Reproduce each of the following records line for line, with no alterations.

Records from a dataset:
------------------------------------------------

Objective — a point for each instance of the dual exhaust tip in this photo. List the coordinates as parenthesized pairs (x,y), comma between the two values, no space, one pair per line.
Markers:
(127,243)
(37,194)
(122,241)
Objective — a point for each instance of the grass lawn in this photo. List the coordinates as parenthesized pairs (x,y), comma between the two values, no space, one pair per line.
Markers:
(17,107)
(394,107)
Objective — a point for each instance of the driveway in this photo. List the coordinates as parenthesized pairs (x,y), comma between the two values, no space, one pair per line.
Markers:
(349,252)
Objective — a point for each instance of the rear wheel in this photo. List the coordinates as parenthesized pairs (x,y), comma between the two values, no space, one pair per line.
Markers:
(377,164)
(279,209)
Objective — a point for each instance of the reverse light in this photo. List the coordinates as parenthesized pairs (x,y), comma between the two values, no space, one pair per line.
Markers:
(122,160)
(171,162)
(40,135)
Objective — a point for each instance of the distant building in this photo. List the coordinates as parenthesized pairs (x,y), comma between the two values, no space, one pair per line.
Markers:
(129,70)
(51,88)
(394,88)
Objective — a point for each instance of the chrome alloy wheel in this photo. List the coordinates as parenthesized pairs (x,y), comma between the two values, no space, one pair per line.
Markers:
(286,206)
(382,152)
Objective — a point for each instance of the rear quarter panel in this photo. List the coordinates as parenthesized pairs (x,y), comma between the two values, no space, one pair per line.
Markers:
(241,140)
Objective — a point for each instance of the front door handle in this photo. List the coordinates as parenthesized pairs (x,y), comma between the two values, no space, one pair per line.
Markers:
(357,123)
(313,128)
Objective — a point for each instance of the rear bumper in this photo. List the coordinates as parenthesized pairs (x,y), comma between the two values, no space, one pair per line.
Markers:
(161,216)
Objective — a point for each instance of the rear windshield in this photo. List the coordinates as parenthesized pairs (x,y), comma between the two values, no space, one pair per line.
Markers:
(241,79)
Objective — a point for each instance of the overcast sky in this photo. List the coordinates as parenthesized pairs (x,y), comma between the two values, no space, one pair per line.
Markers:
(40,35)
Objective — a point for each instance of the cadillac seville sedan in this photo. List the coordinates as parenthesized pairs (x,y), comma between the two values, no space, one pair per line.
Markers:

------------------------------------------------

▶ **EXERCISE RESULT**:
Objective — a point for each instance of the dual exhaust tip in this photo. List the coordinates as parenthesized pairs (x,y), comma between the two values, no space, one pair per line.
Markers:
(127,243)
(37,194)
(122,241)
Objective — a point for each instance of the grass lawn in this photo. List the coordinates as parenthesized pairs (x,y), comma between the two values, no space, one pair per line.
Markers:
(17,107)
(394,107)
Objective — a point for each instance of the driveway in this photo. List the coordinates as parenthesized pairs (x,y), comma between the two values, no space, one pair per line.
Markers:
(349,252)
Objective — a point for each instance of the rear wheel in this photo. List the coordinates as parenthesized pairs (x,y), comma between the two values, no space, one pair per line.
Markers:
(377,164)
(279,209)
Objective — a point for each instance of the reverse light in this photo. List the coordinates as parenthesized pairs (x,y), comma between the two values, no space, one pair per line.
Markers:
(122,160)
(171,162)
(40,135)
Objective — a point for each instance of the distant building in this photo. List the coordinates as parenthesized pairs (x,y), comma between the two values, no space, one pair per line.
Markers:
(129,70)
(51,88)
(394,88)
Objective — a point for each instance of the chrome alloy wheel in this photo. List the coordinates as parenthesized pairs (x,y), comma between the two values, no space, one pair per line.
Markers:
(286,206)
(382,152)
Objective — a point for each instance of the rear quarter panel in this photo. List the coordinates as parenthesized pairs (x,y), comma between the two values, no space, one pair per line.
Markers:
(241,140)
Objective — a point for each instance of the front door handle in this photo. List the coordinates as parenthesized pairs (x,y), comma between the two values, no space, one pair per line.
Markers:
(357,123)
(313,128)
Objective — a point for each instance of the rear bumper in this photo. List the coordinates as parenthesized pairs (x,y), comma between the two values, no space, one pair per line.
Markers:
(161,216)
Objective — a point for each instance of the rear windshield in this photo. List the coordinates as parenthesized pairs (x,y), comma between the two values, no space, one pair per line.
Markers:
(241,79)
Objective — a point for each instance of the overcast sky in this photo. List the coordinates as parenthesized pairs (x,y), comma between the two values, no space, one pair per line.
Markers:
(40,35)
Objective — a point for each instance of the cadillac seville sedan in this photo. List the coordinates as parenthesized pairs (x,y), comma between the two values, no space, one pair per line.
Markers:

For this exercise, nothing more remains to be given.